Start of Supplied entries

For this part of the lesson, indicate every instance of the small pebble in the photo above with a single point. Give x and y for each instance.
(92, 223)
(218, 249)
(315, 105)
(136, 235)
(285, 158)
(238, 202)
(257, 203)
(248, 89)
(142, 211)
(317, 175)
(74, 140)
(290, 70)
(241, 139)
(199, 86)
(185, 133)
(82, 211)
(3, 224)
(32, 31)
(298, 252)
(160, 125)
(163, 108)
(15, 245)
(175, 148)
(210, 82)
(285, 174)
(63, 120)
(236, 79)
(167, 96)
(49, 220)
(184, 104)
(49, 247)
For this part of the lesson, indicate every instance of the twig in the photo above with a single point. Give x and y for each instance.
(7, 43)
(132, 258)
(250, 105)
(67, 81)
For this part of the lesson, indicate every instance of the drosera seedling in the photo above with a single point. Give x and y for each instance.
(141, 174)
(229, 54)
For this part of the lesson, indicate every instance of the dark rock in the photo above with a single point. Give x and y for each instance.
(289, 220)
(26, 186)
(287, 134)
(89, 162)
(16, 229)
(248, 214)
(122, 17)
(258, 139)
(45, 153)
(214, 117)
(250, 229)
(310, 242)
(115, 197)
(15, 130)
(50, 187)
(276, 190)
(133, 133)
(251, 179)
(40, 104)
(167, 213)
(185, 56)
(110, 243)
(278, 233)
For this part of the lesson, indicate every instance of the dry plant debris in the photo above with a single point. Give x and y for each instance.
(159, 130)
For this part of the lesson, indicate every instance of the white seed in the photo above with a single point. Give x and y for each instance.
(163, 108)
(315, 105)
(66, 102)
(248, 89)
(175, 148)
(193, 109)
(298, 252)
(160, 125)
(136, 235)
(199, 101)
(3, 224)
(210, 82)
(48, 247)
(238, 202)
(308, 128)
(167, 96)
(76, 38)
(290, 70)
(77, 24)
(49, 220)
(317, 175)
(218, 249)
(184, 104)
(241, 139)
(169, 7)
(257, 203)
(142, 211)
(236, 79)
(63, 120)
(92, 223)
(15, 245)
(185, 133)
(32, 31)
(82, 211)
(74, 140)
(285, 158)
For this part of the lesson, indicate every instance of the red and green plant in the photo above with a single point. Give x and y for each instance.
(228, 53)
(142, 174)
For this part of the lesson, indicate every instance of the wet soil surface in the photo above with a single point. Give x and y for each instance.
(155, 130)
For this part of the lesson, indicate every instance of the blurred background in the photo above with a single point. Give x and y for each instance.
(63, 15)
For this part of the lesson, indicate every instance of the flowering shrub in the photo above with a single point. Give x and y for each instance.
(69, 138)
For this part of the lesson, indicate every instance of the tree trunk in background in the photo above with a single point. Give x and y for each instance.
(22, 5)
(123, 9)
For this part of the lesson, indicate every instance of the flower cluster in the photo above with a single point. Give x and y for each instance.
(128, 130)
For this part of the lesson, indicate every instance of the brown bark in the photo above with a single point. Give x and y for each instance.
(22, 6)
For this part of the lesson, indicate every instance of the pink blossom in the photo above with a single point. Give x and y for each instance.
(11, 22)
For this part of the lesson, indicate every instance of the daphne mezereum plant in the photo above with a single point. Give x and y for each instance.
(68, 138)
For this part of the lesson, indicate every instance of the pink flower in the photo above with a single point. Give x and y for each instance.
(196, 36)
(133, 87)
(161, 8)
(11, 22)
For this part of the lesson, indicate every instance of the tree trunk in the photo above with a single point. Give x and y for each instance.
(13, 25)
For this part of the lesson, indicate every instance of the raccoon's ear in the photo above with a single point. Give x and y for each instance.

End of Supplied entries

> **Exercise objective**:
The whole listing above needs to be written out again exactly.

> **Full answer**:
For this part of the lesson, indicate every instance of the small pebble in the photo above with a single point. Give x and y for each instance.
(92, 223)
(218, 249)
(315, 105)
(136, 235)
(285, 158)
(238, 202)
(257, 203)
(248, 89)
(142, 211)
(317, 175)
(74, 140)
(290, 70)
(241, 139)
(199, 86)
(185, 133)
(82, 211)
(3, 224)
(32, 31)
(298, 252)
(160, 125)
(163, 108)
(15, 245)
(175, 148)
(210, 82)
(285, 174)
(63, 120)
(236, 79)
(167, 96)
(49, 220)
(184, 104)
(49, 247)
For this part of the lesson, indicate every instance of the twig in the photo above with a single point. Give x and y for each instance.
(7, 43)
(132, 258)
(250, 105)
(67, 81)
For this part of the lesson, indicate every instance of the drosera seedling in the photo above with a single point. Give x and y for each instance.
(141, 174)
(229, 54)
For this part of the lesson, indicate every instance of the dark rock in the photo above with a single point. Give x and y for each instance.
(289, 220)
(26, 186)
(287, 134)
(89, 162)
(16, 229)
(248, 214)
(122, 17)
(258, 139)
(45, 153)
(214, 117)
(250, 229)
(310, 242)
(115, 197)
(15, 130)
(50, 187)
(276, 190)
(133, 133)
(251, 179)
(40, 104)
(167, 213)
(185, 56)
(110, 243)
(278, 233)
For this part of the lesson, indicate every instance of the dry plant debris in the photo above with a single point. Give x and y for each instance.
(159, 130)
For this part of the lesson, indicate every instance of the white seed in the photo above with a single point. Give x and y for each instance.
(163, 108)
(315, 105)
(66, 102)
(248, 89)
(175, 148)
(193, 109)
(298, 252)
(160, 125)
(136, 235)
(199, 101)
(3, 224)
(210, 82)
(48, 247)
(238, 202)
(308, 128)
(167, 96)
(76, 38)
(290, 70)
(77, 24)
(49, 220)
(317, 175)
(218, 249)
(184, 104)
(241, 139)
(169, 7)
(257, 203)
(142, 211)
(236, 79)
(63, 120)
(92, 223)
(15, 245)
(185, 133)
(32, 31)
(82, 211)
(74, 140)
(285, 158)
For this part of the lesson, indicate every instance of the red and green plant in the photo above with a single point. Give x and y for each instance.
(228, 53)
(142, 174)
For this part of the lesson, indicate every instance of the wet soil surface in the photo above with a single point. Give x and y for each instance.
(155, 130)
For this part of the lesson, indicate every instance of the blurred background in the photo above with a single point. Give x and y for each instance.
(63, 15)
For this part of the lesson, indicate every instance of the flowering shrub in the photo above with a single point. Give x and y for each instance.
(69, 138)
For this part of the lesson, indicate every instance of the tree trunk in background in the photo above with a single point. Give x and y for each instance.
(22, 5)
(123, 9)
For this part of the lesson, indicate every instance of the flower cluster in the photo above with a single point. Give x and y for each instance.
(128, 130)
For this part of the lesson, indicate every instance of the brown bark in the photo above with a single point. Give x and y for each instance.
(22, 6)
For this part of the lesson, indicate every instance of the pink blossom in the photo above with a single point. Give x and y for each instance.
(11, 22)
For this part of the lesson, indicate every instance of the daphne mezereum plant in the photo above with a single point. Give x and y for each instance.
(68, 138)
For this part of the lesson, indicate every instance of the pink flower in the photo above with a single point. Give x and y for each instance.
(196, 36)
(133, 87)
(161, 8)
(11, 22)
For this part of the lesson, indicate every instance of the tree trunk in the photo above with a single point. Give x and y for each instance.
(13, 25)
For this part of the lesson, indicate every instance of the raccoon's ear in the photo above with a single point. Give x and y for each instance.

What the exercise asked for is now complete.